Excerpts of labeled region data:
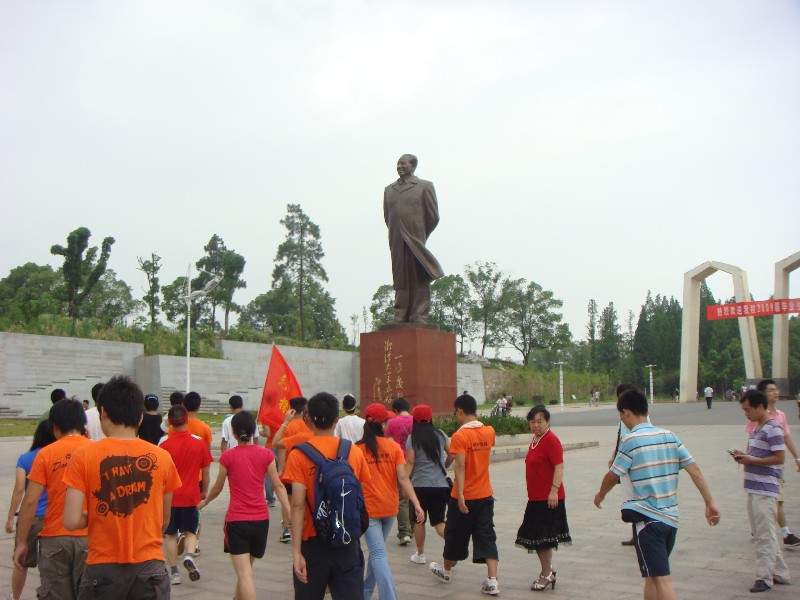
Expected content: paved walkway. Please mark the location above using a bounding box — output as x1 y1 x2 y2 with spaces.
0 420 800 600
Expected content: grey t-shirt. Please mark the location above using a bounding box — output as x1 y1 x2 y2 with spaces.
406 429 449 487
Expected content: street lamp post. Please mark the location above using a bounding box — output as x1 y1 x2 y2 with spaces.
555 362 566 412
645 365 658 404
185 264 220 393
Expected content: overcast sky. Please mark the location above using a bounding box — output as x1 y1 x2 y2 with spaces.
0 0 800 354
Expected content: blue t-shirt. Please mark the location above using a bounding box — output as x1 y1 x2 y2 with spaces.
611 423 694 527
17 448 47 517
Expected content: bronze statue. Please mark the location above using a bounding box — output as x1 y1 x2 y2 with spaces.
383 154 444 326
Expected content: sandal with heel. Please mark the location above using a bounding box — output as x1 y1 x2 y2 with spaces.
531 571 556 592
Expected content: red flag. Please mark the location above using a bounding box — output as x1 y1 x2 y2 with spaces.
257 345 303 431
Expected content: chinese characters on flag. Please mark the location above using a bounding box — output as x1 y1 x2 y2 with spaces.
706 298 800 321
256 346 303 431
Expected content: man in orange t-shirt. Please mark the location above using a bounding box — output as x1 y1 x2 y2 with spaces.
283 392 370 600
64 376 181 600
430 394 500 596
14 398 92 598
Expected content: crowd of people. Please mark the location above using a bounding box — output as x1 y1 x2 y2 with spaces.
6 377 800 600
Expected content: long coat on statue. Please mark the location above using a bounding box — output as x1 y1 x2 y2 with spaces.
383 176 444 290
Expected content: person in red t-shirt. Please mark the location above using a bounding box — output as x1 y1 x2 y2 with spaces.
198 410 289 600
161 406 212 585
517 404 572 591
386 398 414 546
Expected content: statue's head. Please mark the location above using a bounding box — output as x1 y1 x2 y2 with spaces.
397 154 417 177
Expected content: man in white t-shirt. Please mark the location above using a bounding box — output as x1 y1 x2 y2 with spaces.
333 394 364 444
219 395 258 452
86 383 106 442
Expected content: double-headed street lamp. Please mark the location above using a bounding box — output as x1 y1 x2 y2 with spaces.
184 265 220 394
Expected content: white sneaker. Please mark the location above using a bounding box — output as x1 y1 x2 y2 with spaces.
481 579 500 596
183 554 200 581
428 562 451 583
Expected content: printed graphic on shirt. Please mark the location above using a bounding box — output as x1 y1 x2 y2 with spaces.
92 454 158 517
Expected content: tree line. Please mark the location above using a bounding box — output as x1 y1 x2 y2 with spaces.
0 209 800 395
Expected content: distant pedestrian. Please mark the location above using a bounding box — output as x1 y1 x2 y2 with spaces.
731 390 789 593
594 389 720 600
703 385 714 410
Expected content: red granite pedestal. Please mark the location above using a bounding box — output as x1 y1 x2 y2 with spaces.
360 327 457 414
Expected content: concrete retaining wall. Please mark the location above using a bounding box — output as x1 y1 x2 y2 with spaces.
0 333 485 417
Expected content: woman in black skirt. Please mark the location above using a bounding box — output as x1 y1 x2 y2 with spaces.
517 404 572 592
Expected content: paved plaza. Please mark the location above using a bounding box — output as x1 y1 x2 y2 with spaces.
0 402 800 600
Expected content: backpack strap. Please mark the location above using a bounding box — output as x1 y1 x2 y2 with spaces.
295 442 328 468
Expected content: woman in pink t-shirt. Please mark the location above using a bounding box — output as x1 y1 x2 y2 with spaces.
197 410 289 600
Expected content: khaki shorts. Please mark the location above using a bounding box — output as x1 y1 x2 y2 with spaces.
14 517 44 569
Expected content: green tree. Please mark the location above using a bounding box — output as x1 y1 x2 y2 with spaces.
219 250 247 332
502 279 563 365
81 269 143 327
192 233 227 330
465 262 504 356
596 302 622 371
272 204 328 342
0 263 62 324
50 227 114 327
429 275 476 354
137 252 161 327
364 284 394 331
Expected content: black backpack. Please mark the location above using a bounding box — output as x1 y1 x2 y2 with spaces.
297 439 369 548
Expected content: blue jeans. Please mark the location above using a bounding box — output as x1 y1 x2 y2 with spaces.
364 517 397 600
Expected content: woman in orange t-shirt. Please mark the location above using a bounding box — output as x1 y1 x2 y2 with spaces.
357 403 423 600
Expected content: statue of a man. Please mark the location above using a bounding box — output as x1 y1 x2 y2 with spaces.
383 154 444 325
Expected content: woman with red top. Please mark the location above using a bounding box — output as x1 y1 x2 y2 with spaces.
197 410 289 600
517 404 572 592
357 403 423 600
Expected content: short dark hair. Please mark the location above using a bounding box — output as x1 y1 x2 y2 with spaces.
525 404 550 423
289 396 308 412
453 394 478 415
92 383 103 404
342 394 356 412
231 410 256 442
308 392 339 429
49 398 86 435
614 382 636 398
739 390 769 408
392 396 411 413
183 392 201 412
750 379 778 394
617 388 647 417
97 375 144 427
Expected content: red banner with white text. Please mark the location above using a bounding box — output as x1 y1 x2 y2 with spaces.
706 298 800 321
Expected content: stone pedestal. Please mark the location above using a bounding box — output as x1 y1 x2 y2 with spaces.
360 328 458 414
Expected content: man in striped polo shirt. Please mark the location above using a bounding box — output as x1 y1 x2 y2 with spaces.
594 389 720 600
733 390 789 592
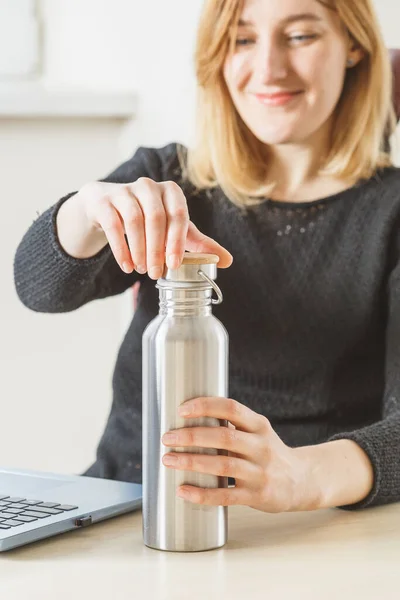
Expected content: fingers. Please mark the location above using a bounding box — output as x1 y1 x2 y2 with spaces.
178 397 271 434
85 177 233 279
162 427 259 458
186 222 233 269
163 181 189 269
131 177 167 279
114 186 147 274
96 198 133 273
177 485 251 506
163 452 260 483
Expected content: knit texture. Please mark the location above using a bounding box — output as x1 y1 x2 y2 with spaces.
14 144 400 510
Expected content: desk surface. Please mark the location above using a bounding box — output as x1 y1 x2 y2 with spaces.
0 504 400 600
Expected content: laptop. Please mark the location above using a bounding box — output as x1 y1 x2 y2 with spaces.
0 467 142 552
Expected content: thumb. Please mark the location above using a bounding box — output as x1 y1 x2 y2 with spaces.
185 221 233 269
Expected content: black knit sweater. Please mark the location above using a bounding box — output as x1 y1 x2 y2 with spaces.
14 144 400 509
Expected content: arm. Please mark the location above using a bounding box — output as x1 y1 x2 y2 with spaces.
14 147 171 313
294 439 374 510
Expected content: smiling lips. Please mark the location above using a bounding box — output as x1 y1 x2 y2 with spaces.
254 91 302 106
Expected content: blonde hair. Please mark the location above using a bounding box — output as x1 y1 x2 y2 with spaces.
180 0 396 206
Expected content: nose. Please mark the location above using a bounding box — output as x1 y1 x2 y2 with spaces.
253 40 288 85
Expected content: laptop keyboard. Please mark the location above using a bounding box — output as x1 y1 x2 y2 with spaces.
0 494 78 530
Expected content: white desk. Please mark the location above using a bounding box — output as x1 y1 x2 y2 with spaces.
0 504 400 600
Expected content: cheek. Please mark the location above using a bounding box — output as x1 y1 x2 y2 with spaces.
224 54 249 95
297 49 345 106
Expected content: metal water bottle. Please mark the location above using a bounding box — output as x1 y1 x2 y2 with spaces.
142 253 228 552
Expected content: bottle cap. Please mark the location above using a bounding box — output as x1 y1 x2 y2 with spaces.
157 252 223 304
182 252 219 265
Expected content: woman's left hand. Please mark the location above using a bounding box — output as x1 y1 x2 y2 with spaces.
162 398 317 513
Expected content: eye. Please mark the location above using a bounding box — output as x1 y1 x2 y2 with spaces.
235 38 254 46
288 35 317 42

#### To be done
Rewrite the records, starting at the line that contains "Expected content: short" and stopping after the line that contains "294 439 374 510". Keep every text line as it is, increase each bounding box coordinate by 149, and omit the pictures.

#### Response to this task
Expected content: short dark hair. Please mark the location above using a bounding box — output as x1 y1 x2 y2 with spaces.
674 553 699 572
438 545 457 561
602 543 627 564
241 532 252 553
491 543 505 561
380 559 405 591
457 541 488 578
198 547 235 584
763 531 785 547
888 539 918 557
541 545 560 562
332 541 350 561
899 528 927 543
766 537 796 566
246 524 293 576
Expected content: red banner with white text. Please mark the location above using a bounding box — output as x1 y1 x2 y2 with spaces.
855 447 949 470
Expected content: stone pedestal. Please mark the location above using a bounding box — output as x1 y1 x2 y2 with spaces.
509 477 607 563
Expected content: man in striped polo shirt. Please mark the location above using a bounding box — output as x1 y1 x2 y2 with spaces.
743 538 869 749
882 539 938 741
Expected content: fingers. Please mark the location above using a bounding box — output as x1 y1 x2 y2 with spaces.
327 546 420 583
234 326 382 428
311 576 408 607
335 371 382 418
312 330 338 418
280 326 316 428
263 335 296 423
245 347 282 422
326 634 400 655
312 601 409 632
Expected content: knit texture. Please mark the location above using a bounding box — output as x1 y1 x2 y2 with spaces.
163 293 549 659
Expected content: desk surface. Please mark the location above using a bounding box — output as x1 y1 x2 y2 with spaces.
149 653 549 749
Expected content: laptop. Please mark the location above using a bounding box — output as x1 y1 x2 y2 with spaces.
149 616 291 701
Expected content: thumb. Please mark the location above using a bounding box — output as x1 y1 x2 y2 with spaces.
334 370 382 418
Expected content: black knit sweater. Please mark the location above using a bounding box — output as x1 y1 x2 y2 with spaces.
163 293 549 658
Expected content: arm. Please mark the location above using a bounding box — output as x1 y1 x2 y2 with spaces.
163 296 320 462
443 588 523 659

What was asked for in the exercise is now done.